- Extract provided
• • •
# Cvs who's the winner this year



## grnstripes (Oct 18, 2008)

Been doing the local cvs for a few years 
Merritt says they don't have the contract back 
Any idea who ended up with them this year


----------



## lilweeds (Aug 3, 2007)

Cvs hasn't made a decision yet, Merit still might get them. Ferrandino got the land contract, so we'll see. Merit was great last year.


----------



## Advantage (Nov 7, 2007)

I am also wanting to know this. We'd been working with Cherry Logistics on them.


----------



## Plow 4 U (Nov 19, 2012)

Cherry Logistics told me they would probably find out next week, I hope they keep them. Ferrandino can pound sand


----------



## Ramairfreak98ss (Aug 17, 2005)

Ferrandino lol.... don't plan on getting paid then.

I'd only consider them if Merit had them. Likely will be Ferrandino or USM... so not likely we'll do any in the foreseeable future.


----------



## Sawboy (Dec 18, 2005)

No one plowing CVS wins. Only the National wins.


----------



## condo plow (Nov 6, 2012)

No thanks whom ever wins this contract good luck....have a pry bar ready for when you wanna get paid


----------



## Flawless440 (Dec 6, 2010)

Leave it to the rookies... Can't believe guys are still chasing this crap..


----------



## lilweeds (Aug 3, 2007)

Cvs through Merit was top notch last year. Pay rate was great and 15-30 day turnaround.


----------



## Sawboy (Dec 18, 2005)

Next June the forum will be loaded with "I got stiffed by Nationals". Lol


----------



## mike33 (Feb 15, 2006)
• • •
Stored items from a collection
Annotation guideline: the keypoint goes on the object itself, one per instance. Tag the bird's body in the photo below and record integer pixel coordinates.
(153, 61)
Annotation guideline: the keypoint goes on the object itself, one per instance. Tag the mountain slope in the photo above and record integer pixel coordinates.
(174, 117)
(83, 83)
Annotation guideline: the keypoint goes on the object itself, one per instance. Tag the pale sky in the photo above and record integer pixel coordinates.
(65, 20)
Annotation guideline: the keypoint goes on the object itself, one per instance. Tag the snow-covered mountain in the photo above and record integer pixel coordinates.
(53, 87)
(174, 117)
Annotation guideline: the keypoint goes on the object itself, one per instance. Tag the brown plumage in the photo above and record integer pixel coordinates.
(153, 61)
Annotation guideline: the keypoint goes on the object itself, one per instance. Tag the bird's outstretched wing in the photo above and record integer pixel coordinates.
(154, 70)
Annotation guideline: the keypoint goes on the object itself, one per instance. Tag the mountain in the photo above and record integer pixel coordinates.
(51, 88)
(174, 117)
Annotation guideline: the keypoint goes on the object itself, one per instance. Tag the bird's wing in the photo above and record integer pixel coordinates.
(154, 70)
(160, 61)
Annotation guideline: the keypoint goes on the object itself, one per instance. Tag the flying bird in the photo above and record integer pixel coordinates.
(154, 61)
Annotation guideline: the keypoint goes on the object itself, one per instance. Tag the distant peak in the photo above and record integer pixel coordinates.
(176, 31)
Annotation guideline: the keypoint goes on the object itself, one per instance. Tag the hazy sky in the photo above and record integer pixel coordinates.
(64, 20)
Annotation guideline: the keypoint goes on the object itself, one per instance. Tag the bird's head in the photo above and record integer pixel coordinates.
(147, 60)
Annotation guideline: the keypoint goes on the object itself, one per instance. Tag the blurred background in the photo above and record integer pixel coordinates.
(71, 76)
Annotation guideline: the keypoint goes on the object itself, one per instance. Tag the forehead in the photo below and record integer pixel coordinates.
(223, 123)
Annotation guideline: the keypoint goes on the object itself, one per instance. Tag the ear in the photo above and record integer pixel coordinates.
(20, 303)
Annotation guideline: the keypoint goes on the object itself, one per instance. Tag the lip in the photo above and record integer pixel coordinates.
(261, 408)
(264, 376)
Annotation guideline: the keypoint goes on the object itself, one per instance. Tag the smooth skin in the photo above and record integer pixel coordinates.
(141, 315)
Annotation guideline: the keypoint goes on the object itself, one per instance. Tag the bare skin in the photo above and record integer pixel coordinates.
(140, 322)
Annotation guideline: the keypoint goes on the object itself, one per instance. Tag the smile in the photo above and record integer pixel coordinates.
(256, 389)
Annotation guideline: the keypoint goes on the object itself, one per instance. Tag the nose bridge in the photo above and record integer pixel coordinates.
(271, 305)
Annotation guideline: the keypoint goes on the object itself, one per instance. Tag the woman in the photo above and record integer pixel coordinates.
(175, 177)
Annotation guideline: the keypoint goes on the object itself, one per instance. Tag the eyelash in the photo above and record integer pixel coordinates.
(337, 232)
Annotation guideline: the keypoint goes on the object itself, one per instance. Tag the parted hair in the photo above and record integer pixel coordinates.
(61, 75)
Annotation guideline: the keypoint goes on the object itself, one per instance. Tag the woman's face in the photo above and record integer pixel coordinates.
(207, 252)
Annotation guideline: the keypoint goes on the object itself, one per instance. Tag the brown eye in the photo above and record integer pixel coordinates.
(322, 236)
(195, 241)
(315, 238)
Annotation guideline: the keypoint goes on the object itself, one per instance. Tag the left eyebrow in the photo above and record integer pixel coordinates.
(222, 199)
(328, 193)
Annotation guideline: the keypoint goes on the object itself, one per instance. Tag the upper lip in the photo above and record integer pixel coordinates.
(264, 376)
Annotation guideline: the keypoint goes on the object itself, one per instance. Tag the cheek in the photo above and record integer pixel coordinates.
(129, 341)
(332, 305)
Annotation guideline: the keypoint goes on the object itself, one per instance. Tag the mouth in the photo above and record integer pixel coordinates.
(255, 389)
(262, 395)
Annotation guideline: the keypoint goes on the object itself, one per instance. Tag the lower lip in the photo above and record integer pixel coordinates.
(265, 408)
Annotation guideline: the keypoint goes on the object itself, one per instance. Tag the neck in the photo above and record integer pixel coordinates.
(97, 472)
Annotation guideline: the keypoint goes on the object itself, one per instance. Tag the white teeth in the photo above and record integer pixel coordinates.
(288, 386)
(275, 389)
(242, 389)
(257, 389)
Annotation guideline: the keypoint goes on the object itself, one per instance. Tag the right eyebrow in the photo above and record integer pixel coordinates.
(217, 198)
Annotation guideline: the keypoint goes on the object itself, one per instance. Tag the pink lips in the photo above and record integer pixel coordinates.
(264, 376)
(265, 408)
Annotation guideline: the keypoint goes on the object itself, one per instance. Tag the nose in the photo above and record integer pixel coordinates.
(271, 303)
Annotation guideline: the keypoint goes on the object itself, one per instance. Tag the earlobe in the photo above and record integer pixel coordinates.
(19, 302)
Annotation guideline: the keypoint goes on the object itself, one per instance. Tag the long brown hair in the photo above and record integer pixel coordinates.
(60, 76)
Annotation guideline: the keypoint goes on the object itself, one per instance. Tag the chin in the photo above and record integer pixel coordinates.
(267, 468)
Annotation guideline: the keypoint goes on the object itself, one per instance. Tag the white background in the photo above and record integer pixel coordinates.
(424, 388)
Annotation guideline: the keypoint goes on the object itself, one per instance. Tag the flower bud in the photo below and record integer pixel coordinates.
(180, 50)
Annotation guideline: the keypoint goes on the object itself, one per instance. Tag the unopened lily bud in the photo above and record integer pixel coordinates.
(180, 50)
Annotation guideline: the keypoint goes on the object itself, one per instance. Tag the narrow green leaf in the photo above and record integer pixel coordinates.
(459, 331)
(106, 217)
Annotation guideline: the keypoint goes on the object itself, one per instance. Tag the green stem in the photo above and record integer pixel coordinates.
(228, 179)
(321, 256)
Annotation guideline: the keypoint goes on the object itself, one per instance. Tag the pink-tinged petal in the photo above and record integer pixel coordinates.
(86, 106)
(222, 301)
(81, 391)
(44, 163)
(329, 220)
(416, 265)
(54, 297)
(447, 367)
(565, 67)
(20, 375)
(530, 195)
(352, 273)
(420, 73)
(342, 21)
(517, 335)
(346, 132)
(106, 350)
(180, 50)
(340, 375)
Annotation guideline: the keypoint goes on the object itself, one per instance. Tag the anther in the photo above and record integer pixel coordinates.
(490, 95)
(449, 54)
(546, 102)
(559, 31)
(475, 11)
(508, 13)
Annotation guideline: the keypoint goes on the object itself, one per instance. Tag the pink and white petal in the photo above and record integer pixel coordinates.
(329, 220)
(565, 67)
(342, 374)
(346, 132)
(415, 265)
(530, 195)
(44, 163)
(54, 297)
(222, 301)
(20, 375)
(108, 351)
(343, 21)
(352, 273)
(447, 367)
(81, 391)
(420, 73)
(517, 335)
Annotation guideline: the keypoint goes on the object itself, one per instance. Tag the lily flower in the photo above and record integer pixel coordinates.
• • •
- To do
Could you write what comes next in the forum thread about who won the CVS contract this year, starting right after its last line?

- Exercise answer
I worked for Merit for 3 years doing Rite Aids was previous Lipinski. Had to give them a little push once in a while but got paid and was paid in right order. This year I had a major issue with them. I told them in Jan. snow needed to be pushed back with loader in one lot and hauled from another. Never got clearance I gave them a price as they requested and told them they was going to have aplowed in parking lot unless something was done. 2 storms after I told this they gave me clearance to do so but from the price I gave 2 snows earlier. I did the service 2-18-14 and just got paid 2 weeks ago. They stop answering my emails, phone calls, and wouldn't return my calls. Finally I threaten hard and got to speak to someone. They said the problem was they couldn't get it entered in to system to pay me. I told them do the old school way of just writing me a check and I would be happy. They lost rite aids so they probably figured what the heck they would pay this guy. I got paid though only because I didn't give up.


----------



## Dawdy Services (Apr 4, 2009)

I got a email from ServUrite Services, Inc. wanting a bid for CVS I don't know who they are anyone???


----------



## Plow 4 U (Nov 19, 2012)

Never heard of them.


----------



## Longae29 (Feb 15, 2008)

Dawdy Services;1836052 said:


> I got a email from ServUrite Services, Inc. wanting a bid for CVS I don't know who they are anyone???


For landscaping, not snow.


----------



## grnstripes (Oct 18, 2008)

So apperently merit only got pa nj and ny 
Don't know where the rest of the country ended up


----------



## jhenderson9196 (Nov 14, 2010)

And the winner is: everyone who refused to bid!


----------



## lilweeds (Aug 3, 2007)

Merit didn't get PA. Ferrandino did.


----------



## danknight163 (Nov 19, 2007)

springwise got rite aid in queens anyone deal with them ?


----------



## john r (Jan 3, 2001)

Dawdy Services;1836052 said:


> I got a email from ServUrite Services, Inc. wanting a bid for CVS I don't know who they are anyone???


I did plowing for ServUrite last year. Very happy with them. Always got a call back and most the time some one answered the phone. Oh, and most importantly I got paid in good time.


----------



## tbi (Sep 30, 2007)

danknight163;1844597 said:


> springwise got rite aid in queens anyone deal with them ?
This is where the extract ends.